Dataset entries:

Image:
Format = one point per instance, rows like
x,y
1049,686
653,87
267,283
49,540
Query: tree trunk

* * *

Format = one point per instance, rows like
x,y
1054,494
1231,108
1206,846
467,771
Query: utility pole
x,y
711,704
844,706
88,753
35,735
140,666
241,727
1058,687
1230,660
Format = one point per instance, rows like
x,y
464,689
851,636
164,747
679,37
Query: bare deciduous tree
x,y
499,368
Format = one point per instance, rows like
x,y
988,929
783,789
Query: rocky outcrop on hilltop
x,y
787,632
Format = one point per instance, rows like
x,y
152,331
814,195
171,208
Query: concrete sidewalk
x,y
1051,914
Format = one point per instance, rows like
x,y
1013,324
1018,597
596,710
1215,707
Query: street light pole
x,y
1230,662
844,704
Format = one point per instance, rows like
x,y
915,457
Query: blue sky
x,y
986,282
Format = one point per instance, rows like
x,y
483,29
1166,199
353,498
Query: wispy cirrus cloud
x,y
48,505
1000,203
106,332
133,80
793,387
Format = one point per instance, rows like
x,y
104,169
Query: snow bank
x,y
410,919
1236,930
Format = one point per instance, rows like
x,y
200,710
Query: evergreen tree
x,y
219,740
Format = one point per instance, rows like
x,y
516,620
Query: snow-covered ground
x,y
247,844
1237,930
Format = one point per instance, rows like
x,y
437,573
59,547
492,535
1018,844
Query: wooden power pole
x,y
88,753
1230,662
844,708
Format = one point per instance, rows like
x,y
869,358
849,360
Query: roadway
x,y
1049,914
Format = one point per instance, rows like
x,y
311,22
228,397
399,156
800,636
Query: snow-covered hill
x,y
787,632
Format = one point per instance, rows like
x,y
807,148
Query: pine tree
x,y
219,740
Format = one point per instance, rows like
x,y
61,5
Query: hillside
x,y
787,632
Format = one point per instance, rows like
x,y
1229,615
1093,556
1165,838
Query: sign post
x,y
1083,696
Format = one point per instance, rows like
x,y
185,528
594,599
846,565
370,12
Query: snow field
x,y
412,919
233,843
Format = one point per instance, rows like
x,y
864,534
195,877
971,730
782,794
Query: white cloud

» **Task directions**: Write down, word for word, the lines above from the one containing "Query: sign post" through the one containing "Query: white cloud", both ends included.

» **Solution to this problem**:
Query: sign post
x,y
1083,696
Format = one point per instance, rows like
x,y
185,528
594,599
846,565
370,12
Query: snow field
x,y
412,919
233,843
Format = one point per instance, rows like
x,y
864,534
195,877
971,730
782,794
Query: white cloud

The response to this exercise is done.